_WHAT TO PRODUCE_
The records below need to be repeated exactly, though not their pictures.

* * *

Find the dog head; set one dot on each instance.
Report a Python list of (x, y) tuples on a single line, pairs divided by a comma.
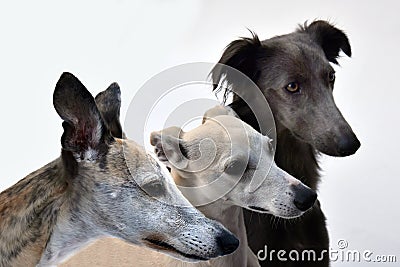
[(294, 73), (225, 158), (116, 189)]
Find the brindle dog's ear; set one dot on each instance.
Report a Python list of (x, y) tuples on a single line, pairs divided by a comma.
[(109, 104), (243, 55), (331, 39), (84, 132)]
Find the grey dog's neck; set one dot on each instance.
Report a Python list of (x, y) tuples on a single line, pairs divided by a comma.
[(295, 156), (298, 158)]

* * *

_WRITTEN REPLY_
Find the dog head; set one dot on each instance.
Report a Python list of (x, y) tuples on a single line, pairs divided by a comma.
[(294, 73), (225, 158), (116, 189)]
Find the brindle dog's ear; set one dot on each instance.
Report a Python list of (x, y) tuples on a single line, pairs divided by a comma.
[(109, 104), (243, 55), (331, 39), (84, 132)]
Find the grey dog's neck; set one dot on each instance.
Report a Python list of (x, y) tuples on a single line, pairs divided by a comma.
[(295, 156), (298, 158)]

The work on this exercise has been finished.